[Start of PROVIDED DATA]

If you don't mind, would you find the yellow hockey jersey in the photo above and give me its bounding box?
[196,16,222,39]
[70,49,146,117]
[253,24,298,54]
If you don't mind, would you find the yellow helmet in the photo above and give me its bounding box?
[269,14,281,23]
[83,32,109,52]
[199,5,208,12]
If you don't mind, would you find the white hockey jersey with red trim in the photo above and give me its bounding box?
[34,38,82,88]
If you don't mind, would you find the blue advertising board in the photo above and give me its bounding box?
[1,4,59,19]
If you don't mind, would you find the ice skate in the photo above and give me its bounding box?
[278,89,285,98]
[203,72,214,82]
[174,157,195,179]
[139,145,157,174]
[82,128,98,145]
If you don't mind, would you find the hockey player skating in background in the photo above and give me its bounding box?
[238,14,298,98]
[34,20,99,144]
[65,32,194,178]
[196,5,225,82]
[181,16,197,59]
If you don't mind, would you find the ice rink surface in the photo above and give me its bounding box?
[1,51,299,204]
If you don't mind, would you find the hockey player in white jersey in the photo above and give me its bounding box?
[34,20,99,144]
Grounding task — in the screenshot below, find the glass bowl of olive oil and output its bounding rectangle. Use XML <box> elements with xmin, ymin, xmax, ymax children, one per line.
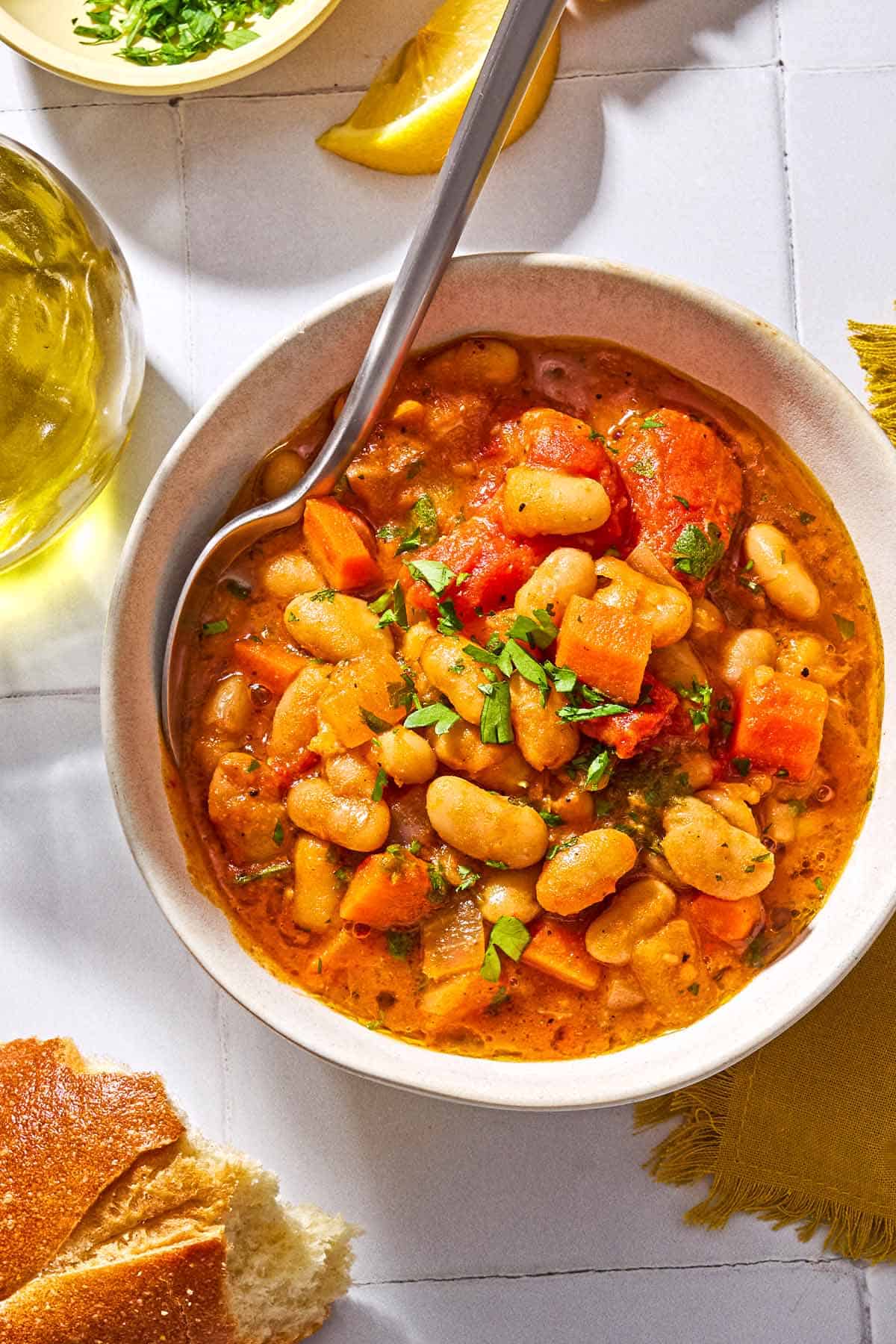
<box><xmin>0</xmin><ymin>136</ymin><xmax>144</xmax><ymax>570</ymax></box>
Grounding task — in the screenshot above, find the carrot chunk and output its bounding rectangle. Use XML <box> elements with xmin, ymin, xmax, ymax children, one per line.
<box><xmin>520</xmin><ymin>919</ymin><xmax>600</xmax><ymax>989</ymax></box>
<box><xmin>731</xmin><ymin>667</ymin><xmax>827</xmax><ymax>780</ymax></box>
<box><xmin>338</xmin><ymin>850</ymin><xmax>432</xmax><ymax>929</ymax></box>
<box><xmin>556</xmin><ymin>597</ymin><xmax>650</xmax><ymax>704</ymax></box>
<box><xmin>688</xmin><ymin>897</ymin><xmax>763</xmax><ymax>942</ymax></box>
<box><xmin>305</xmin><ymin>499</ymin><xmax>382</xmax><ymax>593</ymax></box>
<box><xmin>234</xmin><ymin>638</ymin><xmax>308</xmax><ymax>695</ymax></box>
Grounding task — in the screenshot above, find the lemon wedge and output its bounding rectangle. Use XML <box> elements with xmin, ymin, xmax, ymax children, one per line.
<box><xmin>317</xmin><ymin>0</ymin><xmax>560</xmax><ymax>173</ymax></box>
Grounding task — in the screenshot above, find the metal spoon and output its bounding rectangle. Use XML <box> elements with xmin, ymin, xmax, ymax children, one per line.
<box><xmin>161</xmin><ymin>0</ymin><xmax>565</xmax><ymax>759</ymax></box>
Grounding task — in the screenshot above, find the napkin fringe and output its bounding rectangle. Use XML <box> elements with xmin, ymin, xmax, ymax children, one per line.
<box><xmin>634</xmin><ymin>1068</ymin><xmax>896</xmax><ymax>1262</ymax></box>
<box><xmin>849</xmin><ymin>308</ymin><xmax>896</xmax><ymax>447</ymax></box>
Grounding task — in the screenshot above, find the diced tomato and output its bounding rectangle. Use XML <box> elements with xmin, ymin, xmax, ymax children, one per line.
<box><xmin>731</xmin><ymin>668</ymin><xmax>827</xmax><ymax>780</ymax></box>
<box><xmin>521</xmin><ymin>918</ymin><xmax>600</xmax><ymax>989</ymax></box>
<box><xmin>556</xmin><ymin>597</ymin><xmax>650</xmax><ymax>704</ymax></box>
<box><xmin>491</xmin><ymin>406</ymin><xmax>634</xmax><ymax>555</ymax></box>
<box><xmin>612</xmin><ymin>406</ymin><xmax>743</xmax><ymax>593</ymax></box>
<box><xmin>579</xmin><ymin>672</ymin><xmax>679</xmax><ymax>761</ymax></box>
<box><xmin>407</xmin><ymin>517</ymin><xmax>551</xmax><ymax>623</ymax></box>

[End of PROVIDED DATA]
[Start of PROVIDED DATA]

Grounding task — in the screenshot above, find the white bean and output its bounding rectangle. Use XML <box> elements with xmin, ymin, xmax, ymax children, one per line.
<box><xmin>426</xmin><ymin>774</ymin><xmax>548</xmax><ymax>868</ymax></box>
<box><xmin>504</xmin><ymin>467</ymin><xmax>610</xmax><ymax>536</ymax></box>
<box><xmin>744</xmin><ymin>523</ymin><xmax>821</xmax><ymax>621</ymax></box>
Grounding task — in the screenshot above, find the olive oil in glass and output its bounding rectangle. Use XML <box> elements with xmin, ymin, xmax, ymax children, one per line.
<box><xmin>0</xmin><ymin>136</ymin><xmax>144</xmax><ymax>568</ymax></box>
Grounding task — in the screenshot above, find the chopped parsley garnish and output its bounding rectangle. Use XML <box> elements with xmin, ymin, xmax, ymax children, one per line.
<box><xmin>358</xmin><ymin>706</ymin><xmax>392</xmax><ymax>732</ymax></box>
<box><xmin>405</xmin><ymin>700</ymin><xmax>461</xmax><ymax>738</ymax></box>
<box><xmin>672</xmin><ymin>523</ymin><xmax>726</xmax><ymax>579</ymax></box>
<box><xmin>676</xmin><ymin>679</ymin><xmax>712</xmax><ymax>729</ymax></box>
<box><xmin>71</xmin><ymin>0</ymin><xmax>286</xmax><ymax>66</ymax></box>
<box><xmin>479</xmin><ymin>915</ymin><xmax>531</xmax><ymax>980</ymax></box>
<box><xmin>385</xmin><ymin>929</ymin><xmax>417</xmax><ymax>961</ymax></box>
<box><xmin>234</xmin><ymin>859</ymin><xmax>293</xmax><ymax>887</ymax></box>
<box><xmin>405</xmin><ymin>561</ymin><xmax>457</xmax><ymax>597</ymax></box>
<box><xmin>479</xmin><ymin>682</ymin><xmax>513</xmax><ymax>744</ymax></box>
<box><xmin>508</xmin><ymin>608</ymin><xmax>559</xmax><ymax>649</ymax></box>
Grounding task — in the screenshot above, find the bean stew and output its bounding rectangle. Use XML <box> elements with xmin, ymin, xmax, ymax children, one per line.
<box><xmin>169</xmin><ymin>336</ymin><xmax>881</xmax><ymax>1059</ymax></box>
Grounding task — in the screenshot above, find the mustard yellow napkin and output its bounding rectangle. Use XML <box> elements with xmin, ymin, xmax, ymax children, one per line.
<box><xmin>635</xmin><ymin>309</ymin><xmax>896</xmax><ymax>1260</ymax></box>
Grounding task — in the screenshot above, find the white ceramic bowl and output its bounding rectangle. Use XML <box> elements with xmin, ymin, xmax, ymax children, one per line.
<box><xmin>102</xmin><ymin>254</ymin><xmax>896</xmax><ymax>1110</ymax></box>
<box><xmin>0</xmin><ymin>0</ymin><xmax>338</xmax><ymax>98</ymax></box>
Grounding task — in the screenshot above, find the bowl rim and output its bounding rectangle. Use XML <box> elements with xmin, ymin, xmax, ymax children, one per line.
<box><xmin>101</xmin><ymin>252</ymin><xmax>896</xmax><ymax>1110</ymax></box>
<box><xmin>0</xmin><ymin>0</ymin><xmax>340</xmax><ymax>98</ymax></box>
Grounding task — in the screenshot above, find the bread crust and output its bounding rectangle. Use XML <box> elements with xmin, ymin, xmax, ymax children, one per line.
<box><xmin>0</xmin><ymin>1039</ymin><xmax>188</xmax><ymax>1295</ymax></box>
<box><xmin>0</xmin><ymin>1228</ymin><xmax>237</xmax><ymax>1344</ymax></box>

[End of PROVIDED DATA]
[Start of PROVIDED DATA]

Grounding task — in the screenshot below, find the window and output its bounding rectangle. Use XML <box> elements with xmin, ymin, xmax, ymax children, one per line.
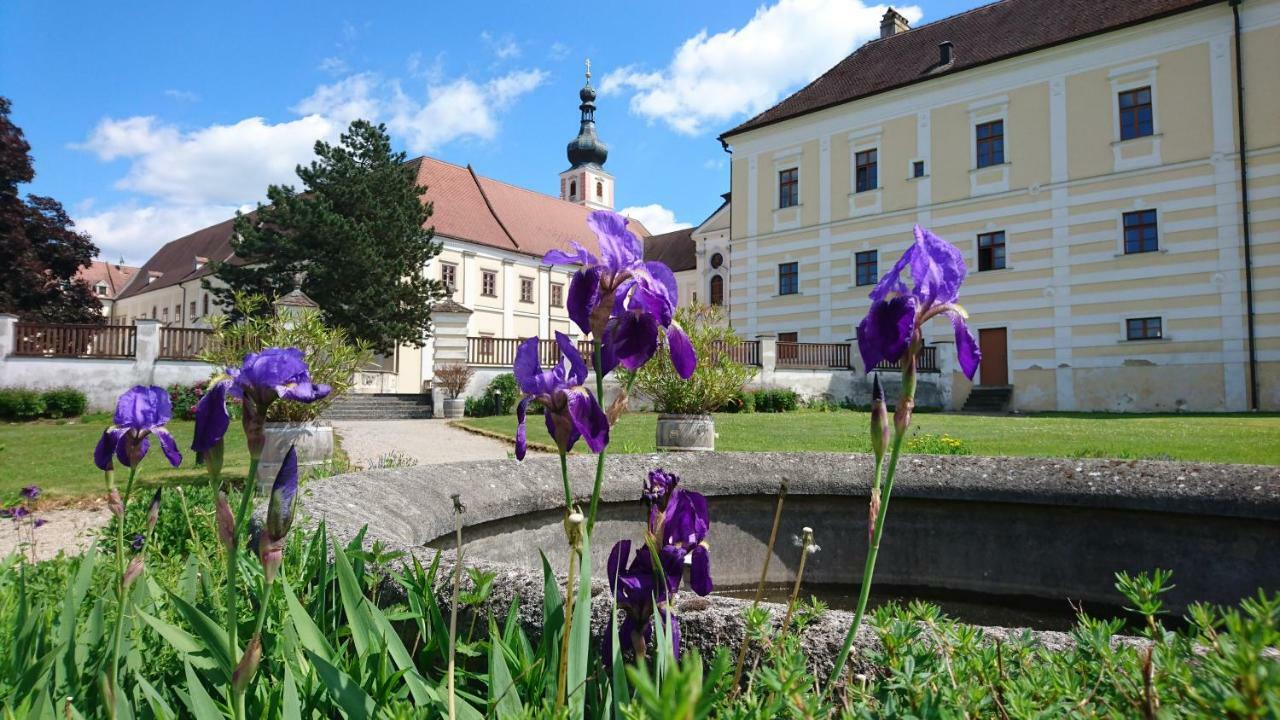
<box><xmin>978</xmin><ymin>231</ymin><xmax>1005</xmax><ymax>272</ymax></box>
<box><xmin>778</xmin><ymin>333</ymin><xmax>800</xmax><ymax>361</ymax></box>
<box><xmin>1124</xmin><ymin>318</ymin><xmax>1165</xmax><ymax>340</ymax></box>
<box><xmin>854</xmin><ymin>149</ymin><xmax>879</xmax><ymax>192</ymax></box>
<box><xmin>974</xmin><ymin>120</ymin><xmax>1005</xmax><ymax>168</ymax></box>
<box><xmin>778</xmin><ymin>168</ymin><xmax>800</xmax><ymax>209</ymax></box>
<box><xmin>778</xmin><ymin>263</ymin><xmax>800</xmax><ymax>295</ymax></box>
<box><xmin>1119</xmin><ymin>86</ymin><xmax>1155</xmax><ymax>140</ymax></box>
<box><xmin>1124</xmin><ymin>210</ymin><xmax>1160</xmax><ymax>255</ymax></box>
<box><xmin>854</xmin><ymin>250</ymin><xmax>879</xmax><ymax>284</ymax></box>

[End of PROVIDED DATA]

- SET PROBLEM:
Rewrite the lines from the one containing "If you don't mind, would you find the yellow hockey" through the one containing "[253,24,298,54]", both included, as a Markdown table with the columns Row and Text. Number each line in the Row column, and leave out any blank lines.

- OUTPUT OF THE TASK:
| Row | Text |
|---|---|
| 1 | If you don't mind, would you find the yellow hockey jersey in the photo above and give me its bounding box? |
| 2 | [196,16,222,39] |
| 3 | [70,49,146,117] |
| 4 | [253,24,298,54] |